— Problem details —
Translate this sentence from the text on keeping the Sabbath into Spanish: "Our schools push academics at the sacrifice of fun and social life."

— Page text —
┄┄┄┄┄┄┄┄┄┄┄┄┄┄┄┄┄┄┄┄

How did I miss this?  Why have I failed to honor the Sabbath?  Why does our culture, even our Christian culture, not value the Sabbath?

I grew up knowing that I had to work, and somewhere along the way, I learned that work often defined who I was in the eyes of others.  In some ways, my work also defined my significance to myself.  Early in life, I was known as a good worker, and through the years I developed the respect of others through my reliable work ethic.  It felt good to be noticed and to feel important.  The feeling of “accomplishment” can become addictive, and the pride that comes from accomplishing things becomes to the soul like an adrenaline rush to the body.  Attached to this need for accomplishment and its accompanying approval is a pressure that never stops, based on the motto “Enough is never enough.” 

Unfortunately, our Western American culture promotes a desperate pursuit of the next big “title and raise” corporate reward.  It demands that our 12-year-olds play club basketball all year long or they won’t make the school team.  Our schools push academics at the sacrifice of fun and social life.  And even our churches have so many committees and programs that some people are at church more than they are at home.  Who is practicing the Sabbath?  Where is it even being talked about?

When Christians do talk about Sabbath, it is most often spoken of as practicing a ritual to fulfill a duty, as presented in Moses’ Ten Commandments.  But in Mark 2, Jesus gives us a new idea to ponder.  The Sabbath is a gift to us, and it was set up for us in order to find rest and enjoyment.  Sabbath is seen by Christ as a place to cease striving and to bask in the beauty of His Presence.  It calls us into peaceful rest in the midst of tumultuous times, for Sabbath is not dependent on circumstances.  It is instead a mainstay in which we can enjoy all that God has created, as well as all that our own work has created.

Not only is the failure to practice Sabbath disobeying God, but it is also affecting our mental health and our relationships with others.  The ongoing “push-push” approach to life is creating an anxiety-driven pressure to succeed.  Relationships then become an afterthought instead of an eagerly cultivated blessing.  During a recent conversation with a good friend, I came to realize that my refusal to observe the Sabbath was often prideful and fearful.  The month before our conversation my busy work routine had been totally interrupted by being sick for the entire month.  As I described that month to my friend, she asked if I had been able to pay attention to my body – and what was it saying?  I chuckled and said I was getting better at that, but I quickly justified myself: I needed to work and keep going.  In other words, I was defensive and still committed to resuming my “work addiction” attitude.

I left our conversation troubled and curious, because the deeper part of me wants to please our Lord.  I really do want to rest in Him as I willingly practice Sabbath, trusting that He will do the interior work of making me holy as I surrender my own frantic efforts to produce holiness in myself.  For those self-sufficient efforts are based on the false assumption that I must strive to earn something which I ultimately cannot earn – God’s unconditional love.  The pressure of living according to that lie accrues over time, and it always negatively impacts the quality of my relationships with others.  To follow the all-American pace of life or to keep up with the Jones leaves us feeling exhausted and depleted.

God accomplished His creation work in six day, and then He looked around to see all He had made, and He called it “very good” – He enjoyed what He had done!  But on the seventh day God rested.  He ceased from His work of creating our universe.  Not only did He rest on that day, but He blessed it and declared it holy. (Genesis 1 and 2)

If God Himself declares the Sabbath to be holy, must I not do the same if I am His follower?  Lord, lead me to you as I practice Sabbath, learning to rest in and to worship the One I say I love the most.

┄┄┄┄┄┄┄┄┄┄┄┄┄┄┄┄┄┄┄┄

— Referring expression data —
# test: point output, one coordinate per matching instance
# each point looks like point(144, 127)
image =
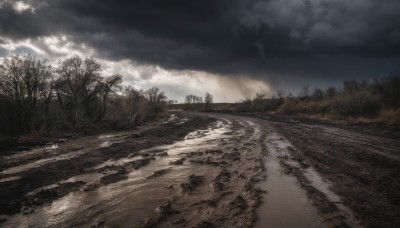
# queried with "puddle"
point(129, 202)
point(57, 155)
point(286, 199)
point(285, 204)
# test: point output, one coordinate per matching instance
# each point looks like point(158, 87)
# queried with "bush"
point(356, 104)
point(288, 107)
point(390, 116)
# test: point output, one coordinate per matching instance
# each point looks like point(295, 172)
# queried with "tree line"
point(34, 95)
point(374, 99)
point(196, 103)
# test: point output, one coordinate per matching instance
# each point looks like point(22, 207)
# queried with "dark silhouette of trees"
point(34, 95)
point(24, 81)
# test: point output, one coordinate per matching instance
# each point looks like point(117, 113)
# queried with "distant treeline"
point(73, 95)
point(196, 103)
point(376, 100)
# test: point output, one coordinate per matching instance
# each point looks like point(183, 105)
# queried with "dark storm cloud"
point(287, 37)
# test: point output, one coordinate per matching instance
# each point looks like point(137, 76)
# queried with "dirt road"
point(206, 170)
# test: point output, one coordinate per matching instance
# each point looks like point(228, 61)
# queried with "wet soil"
point(207, 170)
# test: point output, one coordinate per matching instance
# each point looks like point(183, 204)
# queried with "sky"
point(232, 49)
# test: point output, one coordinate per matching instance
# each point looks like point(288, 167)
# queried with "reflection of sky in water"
point(130, 201)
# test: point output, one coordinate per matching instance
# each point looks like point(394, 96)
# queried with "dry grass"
point(390, 117)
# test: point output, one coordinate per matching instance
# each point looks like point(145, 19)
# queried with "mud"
point(206, 170)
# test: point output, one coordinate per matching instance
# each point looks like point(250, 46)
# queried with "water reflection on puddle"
point(130, 201)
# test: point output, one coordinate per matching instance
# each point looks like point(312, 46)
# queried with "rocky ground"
point(205, 170)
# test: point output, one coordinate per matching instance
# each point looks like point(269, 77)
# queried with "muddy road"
point(206, 170)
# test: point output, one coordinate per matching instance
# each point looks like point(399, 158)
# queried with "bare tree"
point(24, 80)
point(79, 82)
point(156, 99)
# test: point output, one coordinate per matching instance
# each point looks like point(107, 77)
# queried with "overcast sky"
point(230, 48)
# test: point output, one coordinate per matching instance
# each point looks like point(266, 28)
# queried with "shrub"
point(390, 116)
point(356, 104)
point(288, 107)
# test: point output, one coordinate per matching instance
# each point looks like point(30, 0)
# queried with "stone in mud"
point(210, 203)
point(204, 224)
point(141, 162)
point(162, 154)
point(149, 222)
point(158, 173)
point(195, 153)
point(223, 176)
point(179, 221)
point(218, 186)
point(193, 182)
point(178, 162)
point(213, 151)
point(114, 177)
point(238, 203)
point(234, 156)
point(91, 186)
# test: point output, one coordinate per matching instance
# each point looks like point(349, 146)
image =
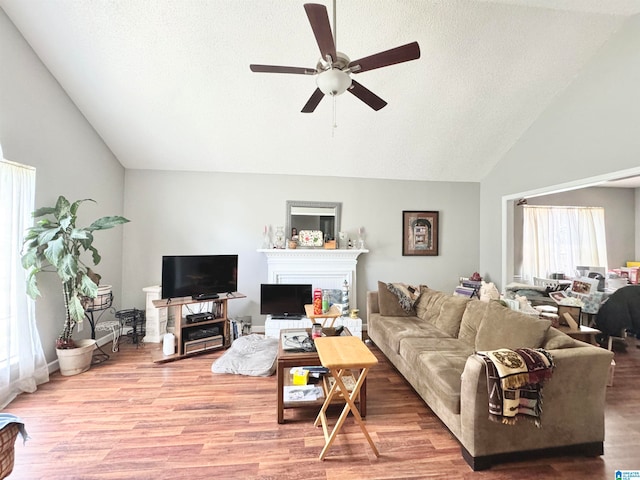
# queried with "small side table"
point(582, 333)
point(329, 318)
point(339, 355)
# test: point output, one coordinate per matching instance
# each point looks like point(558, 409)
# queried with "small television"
point(199, 276)
point(284, 300)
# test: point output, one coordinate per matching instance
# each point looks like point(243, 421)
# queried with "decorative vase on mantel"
point(279, 238)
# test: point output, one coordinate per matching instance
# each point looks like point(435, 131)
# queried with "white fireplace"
point(322, 268)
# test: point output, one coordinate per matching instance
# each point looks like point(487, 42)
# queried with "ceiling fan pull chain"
point(335, 27)
point(335, 123)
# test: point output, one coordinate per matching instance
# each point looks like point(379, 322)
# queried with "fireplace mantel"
point(322, 268)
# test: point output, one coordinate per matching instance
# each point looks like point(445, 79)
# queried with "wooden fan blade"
point(319, 20)
point(278, 69)
point(366, 95)
point(404, 53)
point(313, 102)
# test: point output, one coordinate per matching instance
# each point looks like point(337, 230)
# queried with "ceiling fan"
point(334, 68)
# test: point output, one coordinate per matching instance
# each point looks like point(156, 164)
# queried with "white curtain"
point(22, 362)
point(558, 239)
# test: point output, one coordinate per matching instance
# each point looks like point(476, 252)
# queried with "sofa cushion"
point(445, 370)
point(411, 348)
point(474, 312)
point(442, 310)
point(502, 327)
point(389, 303)
point(398, 328)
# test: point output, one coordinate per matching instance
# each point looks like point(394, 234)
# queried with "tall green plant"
point(55, 244)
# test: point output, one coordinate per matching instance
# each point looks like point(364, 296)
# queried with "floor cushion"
point(253, 355)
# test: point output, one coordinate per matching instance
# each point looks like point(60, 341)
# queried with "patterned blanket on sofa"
point(514, 382)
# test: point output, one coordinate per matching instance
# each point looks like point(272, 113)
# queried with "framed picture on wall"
point(419, 232)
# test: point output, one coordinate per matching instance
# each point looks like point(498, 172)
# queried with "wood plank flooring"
point(129, 418)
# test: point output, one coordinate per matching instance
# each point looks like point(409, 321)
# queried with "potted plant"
point(55, 244)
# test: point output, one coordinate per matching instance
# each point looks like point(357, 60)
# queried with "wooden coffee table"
point(287, 360)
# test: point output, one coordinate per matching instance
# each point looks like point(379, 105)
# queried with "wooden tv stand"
point(189, 348)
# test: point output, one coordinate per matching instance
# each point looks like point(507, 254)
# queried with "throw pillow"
point(505, 328)
point(389, 303)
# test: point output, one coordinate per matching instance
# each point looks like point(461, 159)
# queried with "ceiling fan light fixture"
point(333, 82)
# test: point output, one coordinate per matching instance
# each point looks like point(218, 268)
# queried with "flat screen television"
point(284, 300)
point(199, 276)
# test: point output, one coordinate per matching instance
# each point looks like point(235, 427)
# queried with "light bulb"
point(333, 82)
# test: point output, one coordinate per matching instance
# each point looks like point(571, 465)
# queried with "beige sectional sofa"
point(433, 348)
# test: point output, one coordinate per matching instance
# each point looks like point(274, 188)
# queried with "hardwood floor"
point(131, 419)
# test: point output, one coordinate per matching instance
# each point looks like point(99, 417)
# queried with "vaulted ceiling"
point(167, 85)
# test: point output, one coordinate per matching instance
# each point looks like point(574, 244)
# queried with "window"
point(22, 362)
point(558, 239)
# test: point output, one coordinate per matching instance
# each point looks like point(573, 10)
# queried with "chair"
point(546, 282)
point(8, 436)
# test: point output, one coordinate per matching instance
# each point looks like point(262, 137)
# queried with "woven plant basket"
point(7, 452)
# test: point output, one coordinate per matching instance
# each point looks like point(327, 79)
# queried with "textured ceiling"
point(167, 84)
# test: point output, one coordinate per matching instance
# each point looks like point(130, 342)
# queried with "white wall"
point(590, 130)
point(211, 213)
point(40, 126)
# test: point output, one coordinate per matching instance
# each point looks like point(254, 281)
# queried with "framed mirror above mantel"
point(323, 216)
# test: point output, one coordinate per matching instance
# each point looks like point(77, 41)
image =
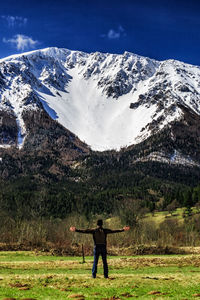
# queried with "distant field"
point(159, 217)
point(25, 275)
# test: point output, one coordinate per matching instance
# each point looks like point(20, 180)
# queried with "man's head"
point(100, 223)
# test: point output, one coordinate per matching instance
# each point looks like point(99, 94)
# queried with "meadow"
point(36, 275)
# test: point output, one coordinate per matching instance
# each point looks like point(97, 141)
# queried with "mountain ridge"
point(115, 88)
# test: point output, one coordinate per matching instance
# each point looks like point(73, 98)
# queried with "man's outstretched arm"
point(125, 228)
point(87, 231)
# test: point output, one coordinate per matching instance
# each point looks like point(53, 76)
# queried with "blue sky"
point(157, 29)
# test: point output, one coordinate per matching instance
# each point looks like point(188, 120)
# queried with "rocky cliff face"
point(62, 103)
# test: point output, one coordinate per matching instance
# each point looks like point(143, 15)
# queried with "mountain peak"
point(109, 101)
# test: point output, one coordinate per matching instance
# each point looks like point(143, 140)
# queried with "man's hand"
point(73, 229)
point(126, 228)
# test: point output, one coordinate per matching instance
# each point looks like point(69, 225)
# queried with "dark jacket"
point(99, 234)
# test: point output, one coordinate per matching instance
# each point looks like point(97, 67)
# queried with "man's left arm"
point(109, 231)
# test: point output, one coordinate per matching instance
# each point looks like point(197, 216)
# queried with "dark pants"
point(100, 250)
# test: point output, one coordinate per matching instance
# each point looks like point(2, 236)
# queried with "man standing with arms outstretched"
point(99, 236)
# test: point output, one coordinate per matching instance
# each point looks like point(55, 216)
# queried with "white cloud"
point(21, 42)
point(13, 21)
point(113, 34)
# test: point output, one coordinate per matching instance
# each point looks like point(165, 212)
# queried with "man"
point(99, 237)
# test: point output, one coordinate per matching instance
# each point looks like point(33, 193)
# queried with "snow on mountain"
point(109, 101)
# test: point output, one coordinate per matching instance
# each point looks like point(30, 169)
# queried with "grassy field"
point(26, 275)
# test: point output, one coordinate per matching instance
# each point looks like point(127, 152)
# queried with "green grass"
point(57, 278)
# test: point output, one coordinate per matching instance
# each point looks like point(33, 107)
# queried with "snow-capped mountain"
point(108, 101)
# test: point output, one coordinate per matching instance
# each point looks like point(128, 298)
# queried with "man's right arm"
point(87, 231)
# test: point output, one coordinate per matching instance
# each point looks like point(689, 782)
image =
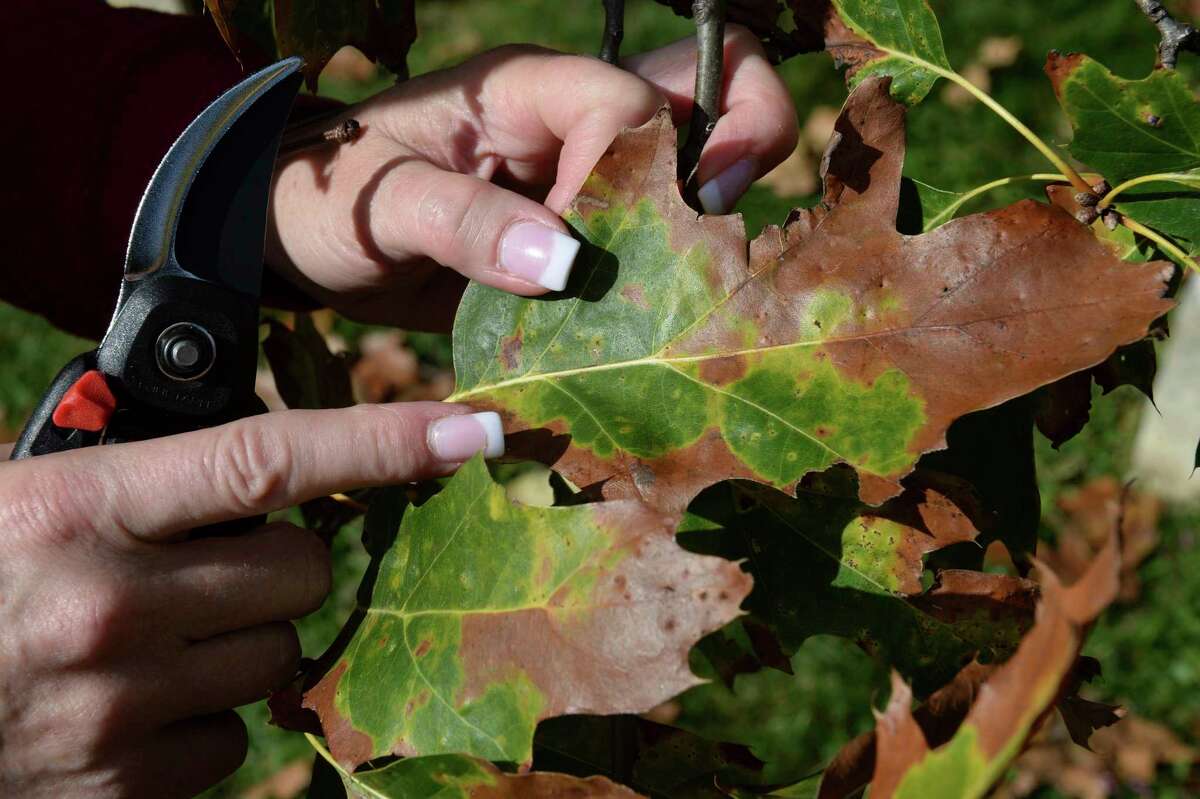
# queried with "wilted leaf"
point(487, 617)
point(454, 776)
point(939, 718)
point(897, 38)
point(1090, 514)
point(1009, 706)
point(1127, 128)
point(259, 31)
point(306, 373)
point(677, 358)
point(655, 760)
point(1127, 754)
point(827, 564)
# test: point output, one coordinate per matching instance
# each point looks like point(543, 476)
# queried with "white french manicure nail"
point(539, 254)
point(457, 438)
point(719, 194)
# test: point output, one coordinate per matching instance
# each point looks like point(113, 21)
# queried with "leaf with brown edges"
point(679, 356)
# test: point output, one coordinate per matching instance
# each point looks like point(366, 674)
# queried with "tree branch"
point(709, 16)
point(613, 30)
point(1175, 35)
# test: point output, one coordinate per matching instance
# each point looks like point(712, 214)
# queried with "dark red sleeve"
point(96, 96)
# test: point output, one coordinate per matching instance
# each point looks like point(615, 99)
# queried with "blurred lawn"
point(1150, 650)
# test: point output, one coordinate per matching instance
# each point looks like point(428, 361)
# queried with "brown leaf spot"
point(635, 294)
point(510, 352)
point(349, 745)
point(723, 371)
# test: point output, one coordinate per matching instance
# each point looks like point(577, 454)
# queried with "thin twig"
point(341, 133)
point(613, 30)
point(1175, 36)
point(709, 16)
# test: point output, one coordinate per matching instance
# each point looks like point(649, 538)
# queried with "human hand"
point(124, 644)
point(450, 168)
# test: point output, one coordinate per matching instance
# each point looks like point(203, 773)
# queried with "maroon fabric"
point(96, 96)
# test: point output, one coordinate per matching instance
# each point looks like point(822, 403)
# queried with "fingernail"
point(457, 438)
point(538, 253)
point(719, 194)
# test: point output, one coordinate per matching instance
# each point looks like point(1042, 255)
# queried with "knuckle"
point(444, 215)
point(96, 619)
point(49, 504)
point(287, 649)
point(394, 440)
point(251, 467)
point(317, 569)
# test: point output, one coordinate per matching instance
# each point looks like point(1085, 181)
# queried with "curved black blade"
point(204, 211)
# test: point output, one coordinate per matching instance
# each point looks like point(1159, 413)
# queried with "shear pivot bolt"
point(185, 352)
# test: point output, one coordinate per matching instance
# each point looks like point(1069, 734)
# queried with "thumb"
point(481, 230)
point(157, 488)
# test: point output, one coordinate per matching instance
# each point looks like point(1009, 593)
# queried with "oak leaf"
point(484, 618)
point(1011, 703)
point(826, 564)
point(259, 31)
point(455, 776)
point(678, 356)
point(1129, 128)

┄┄┄┄┄┄┄┄┄┄┄┄┄┄┄┄┄┄┄┄

— Response box —
Nuestras escuelas impulsan lo académico a costa de la diversión y la vida social.